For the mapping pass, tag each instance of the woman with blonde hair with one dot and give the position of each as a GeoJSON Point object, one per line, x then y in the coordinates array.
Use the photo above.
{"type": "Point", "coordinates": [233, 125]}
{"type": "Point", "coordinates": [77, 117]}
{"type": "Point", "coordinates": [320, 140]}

What you are asked to do: From the records above, extract every line exactly as it stands.

Task result:
For the mapping pass, tag each instance of the woman with blonde hair with one dot and give the position of each as a GeoJSON Point object, one per line, x then y in the coordinates array.
Use the photo above.
{"type": "Point", "coordinates": [233, 125]}
{"type": "Point", "coordinates": [77, 117]}
{"type": "Point", "coordinates": [320, 140]}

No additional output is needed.